Directions: Could you copy all of the material below word for word, leaving out the pictures?
[[ Available data open ]]
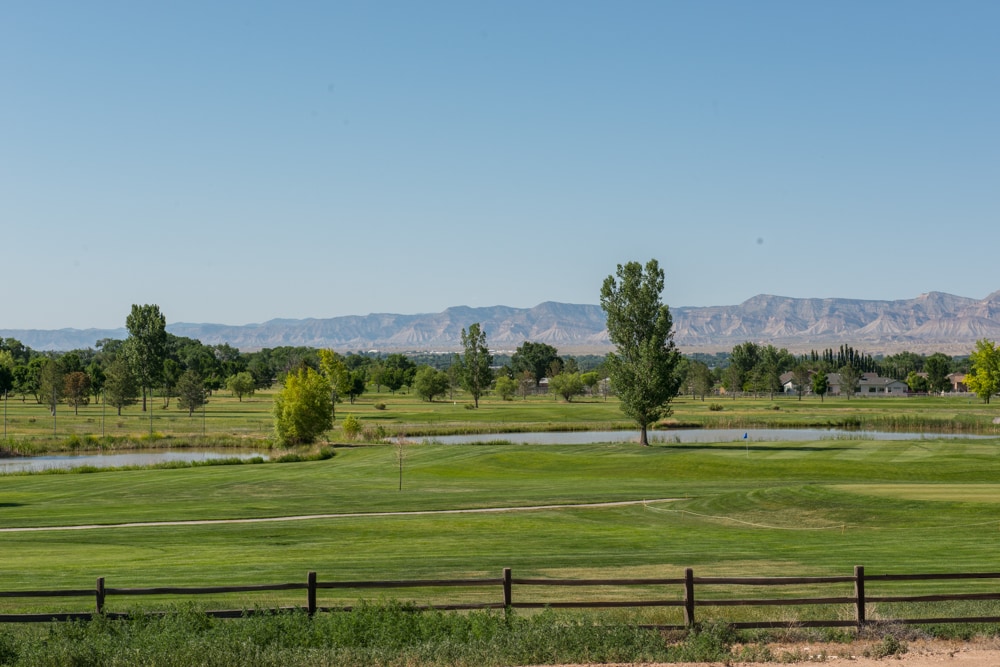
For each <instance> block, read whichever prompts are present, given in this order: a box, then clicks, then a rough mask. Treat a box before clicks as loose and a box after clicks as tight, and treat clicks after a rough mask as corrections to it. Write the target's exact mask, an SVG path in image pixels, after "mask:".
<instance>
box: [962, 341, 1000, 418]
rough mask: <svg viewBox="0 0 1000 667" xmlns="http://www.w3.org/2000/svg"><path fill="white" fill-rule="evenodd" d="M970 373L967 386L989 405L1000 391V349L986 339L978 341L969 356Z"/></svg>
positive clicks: (966, 379)
mask: <svg viewBox="0 0 1000 667" xmlns="http://www.w3.org/2000/svg"><path fill="white" fill-rule="evenodd" d="M969 363H970V368H969V373H968V375H966V376H965V384H966V386H968V387H969V389H970V390H971V391H972V392H973V393H975V394H976V395H977V396H979V398H981V399H983V400H984V401H986V402H987V403H989V402H990V398H991V397H992V396H993V394H996V393H997V392H998V391H1000V348H998V347H997V345H996V343H994V342H993V341H991V340H987V339H985V338H983V339H980V340H977V341H976V349H975V350H973V351H972V354H970V355H969Z"/></svg>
[[ Available data closed ]]
Your solution:
For each <instance> block, read whichever prompts are present, given in this order: a box, then clicks, then a rough mask. Treat a box before clicks as loose and a box after clicks as tight, and treat clicks after a rough mask as corrections to it. Write the target's exact mask, an SVG path in image pixels, after "mask:".
<instance>
box: [962, 341, 1000, 418]
rough mask: <svg viewBox="0 0 1000 667" xmlns="http://www.w3.org/2000/svg"><path fill="white" fill-rule="evenodd" d="M970 373L967 386L989 405L1000 391V349L986 339L978 341L969 356Z"/></svg>
positive clicks: (966, 379)
mask: <svg viewBox="0 0 1000 667" xmlns="http://www.w3.org/2000/svg"><path fill="white" fill-rule="evenodd" d="M969 363H970V368H969V373H968V375H966V376H965V384H966V386H968V387H969V389H970V390H971V391H972V392H973V393H975V394H976V395H977V396H979V398H981V399H983V400H984V401H986V402H987V403H989V402H990V398H991V397H992V396H993V394H996V393H997V392H998V391H1000V348H998V347H997V345H996V343H994V342H993V341H991V340H987V339H985V338H983V339H980V340H977V341H976V349H975V350H973V351H972V354H970V355H969Z"/></svg>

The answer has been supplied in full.